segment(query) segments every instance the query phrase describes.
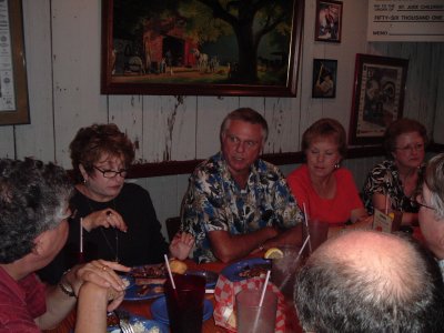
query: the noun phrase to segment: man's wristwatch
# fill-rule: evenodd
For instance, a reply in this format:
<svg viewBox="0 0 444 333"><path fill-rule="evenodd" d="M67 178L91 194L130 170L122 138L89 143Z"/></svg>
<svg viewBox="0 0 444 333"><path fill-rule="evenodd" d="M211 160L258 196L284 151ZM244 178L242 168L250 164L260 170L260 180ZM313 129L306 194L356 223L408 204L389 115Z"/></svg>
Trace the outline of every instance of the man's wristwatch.
<svg viewBox="0 0 444 333"><path fill-rule="evenodd" d="M67 294L70 297L77 297L74 290L72 289L71 285L69 285L67 282L63 281L64 275L67 275L67 273L69 272L69 270L67 272L63 273L62 279L60 279L59 282L59 287L60 290Z"/></svg>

::::::::::

OBJECTIVE>
Can you render every line of the entries above as a JSON list of strings, one string per line, with blank lines dropped and the pictures left out?

RESULT FOR THIS TASK>
[
  "segment(query) segments every instance the query phrase describes.",
  "query: the noun phrase to segment: man's wristwatch",
  "# fill-rule: evenodd",
  "For instance, a reply in this format:",
  "<svg viewBox=\"0 0 444 333\"><path fill-rule=\"evenodd\" d=\"M67 178L91 194L130 170L122 138L89 143Z\"/></svg>",
  "<svg viewBox=\"0 0 444 333\"><path fill-rule=\"evenodd\" d=\"M211 160L258 196L284 151ZM244 178L242 168L250 164L260 170L260 180ZM313 129L306 194L356 223L408 204L389 115Z\"/></svg>",
  "Trace the outline of every instance of the man's wristwatch.",
  "<svg viewBox=\"0 0 444 333\"><path fill-rule=\"evenodd\" d=\"M67 294L70 297L77 297L74 290L72 289L71 285L69 285L67 282L63 281L64 275L67 275L67 273L69 272L69 270L67 272L63 273L62 279L60 279L59 282L59 287L60 290Z\"/></svg>"
]